*EXERCISE PROMPT*
Output only the lines below from the one containing "Query: white planter" to the one containing "Query: green leaf", exactly as written, both ends kept.

[Collected data]
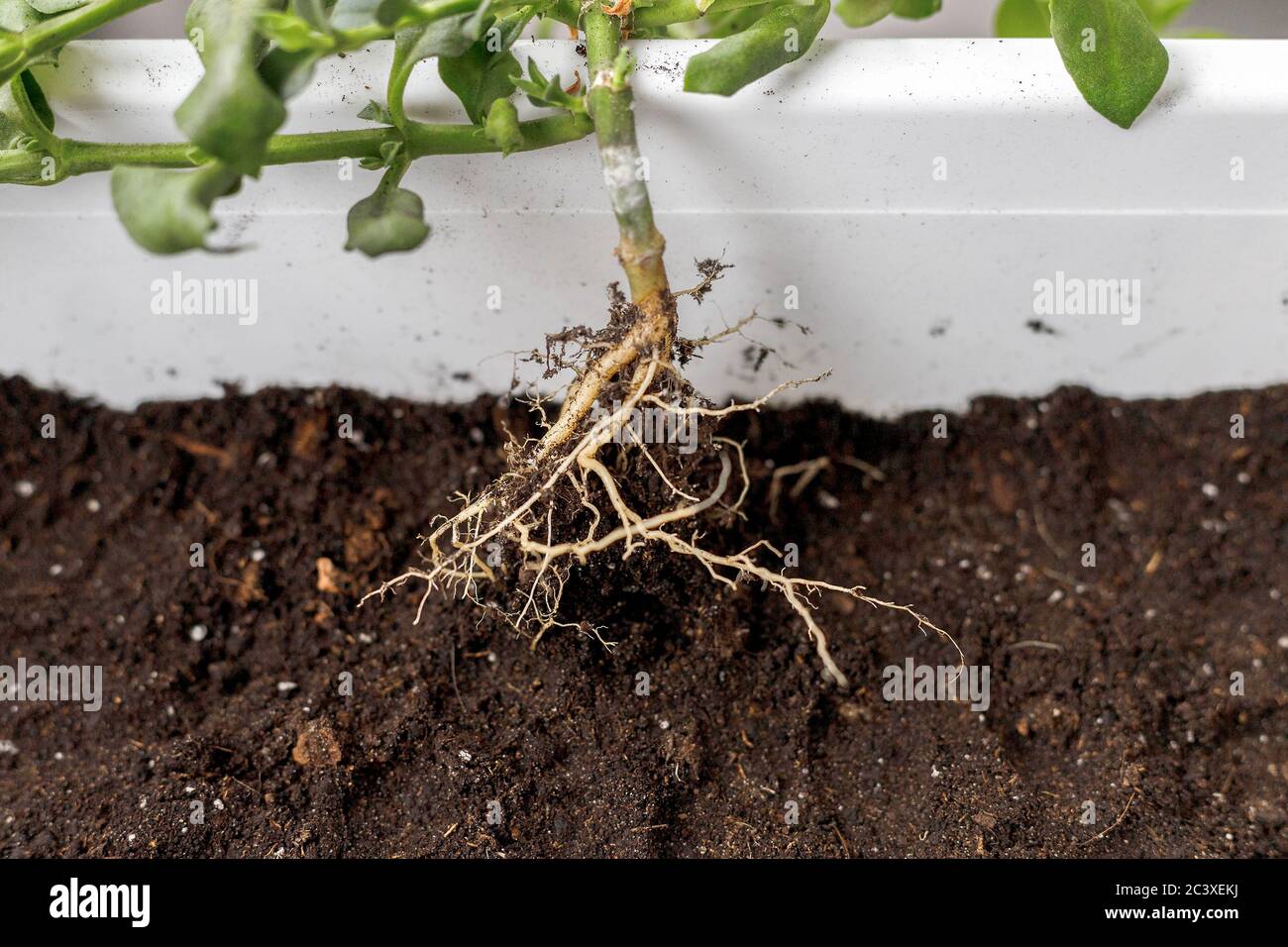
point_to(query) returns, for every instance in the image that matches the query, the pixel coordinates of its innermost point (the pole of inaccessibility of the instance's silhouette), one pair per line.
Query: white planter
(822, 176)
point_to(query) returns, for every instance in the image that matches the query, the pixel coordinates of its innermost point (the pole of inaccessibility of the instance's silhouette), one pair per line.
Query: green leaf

==

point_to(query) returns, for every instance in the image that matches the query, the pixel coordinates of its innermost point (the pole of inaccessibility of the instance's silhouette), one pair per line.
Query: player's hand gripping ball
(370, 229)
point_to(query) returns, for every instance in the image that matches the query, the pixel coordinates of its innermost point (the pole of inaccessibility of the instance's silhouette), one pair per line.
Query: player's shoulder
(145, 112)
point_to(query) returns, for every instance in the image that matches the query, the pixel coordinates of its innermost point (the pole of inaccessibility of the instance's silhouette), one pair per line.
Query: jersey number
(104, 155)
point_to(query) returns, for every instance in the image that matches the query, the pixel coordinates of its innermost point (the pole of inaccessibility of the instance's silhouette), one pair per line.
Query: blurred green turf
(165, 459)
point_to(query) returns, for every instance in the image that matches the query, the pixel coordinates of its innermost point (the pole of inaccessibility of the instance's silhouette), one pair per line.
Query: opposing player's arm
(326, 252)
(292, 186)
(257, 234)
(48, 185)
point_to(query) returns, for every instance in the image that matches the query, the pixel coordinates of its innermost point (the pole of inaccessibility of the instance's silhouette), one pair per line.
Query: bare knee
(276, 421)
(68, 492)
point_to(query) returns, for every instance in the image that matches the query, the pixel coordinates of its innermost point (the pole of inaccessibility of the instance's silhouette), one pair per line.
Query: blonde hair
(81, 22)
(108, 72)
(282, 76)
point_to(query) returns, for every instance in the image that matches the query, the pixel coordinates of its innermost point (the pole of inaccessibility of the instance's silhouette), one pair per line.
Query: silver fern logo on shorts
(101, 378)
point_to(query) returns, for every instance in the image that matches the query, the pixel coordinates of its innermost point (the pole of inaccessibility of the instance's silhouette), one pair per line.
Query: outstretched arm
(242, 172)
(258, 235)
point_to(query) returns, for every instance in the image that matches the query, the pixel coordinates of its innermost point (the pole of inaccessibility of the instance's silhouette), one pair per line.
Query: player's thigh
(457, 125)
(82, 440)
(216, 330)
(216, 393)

*PROBLEM SOLUTION*
Query: white planter
(822, 176)
point_to(query) returns, for every instance in the image that matches the query, the pixel coordinates of its innermost point (the pole of inaccessibility of the instance's silhouette), one pair per line.
Query: green leaf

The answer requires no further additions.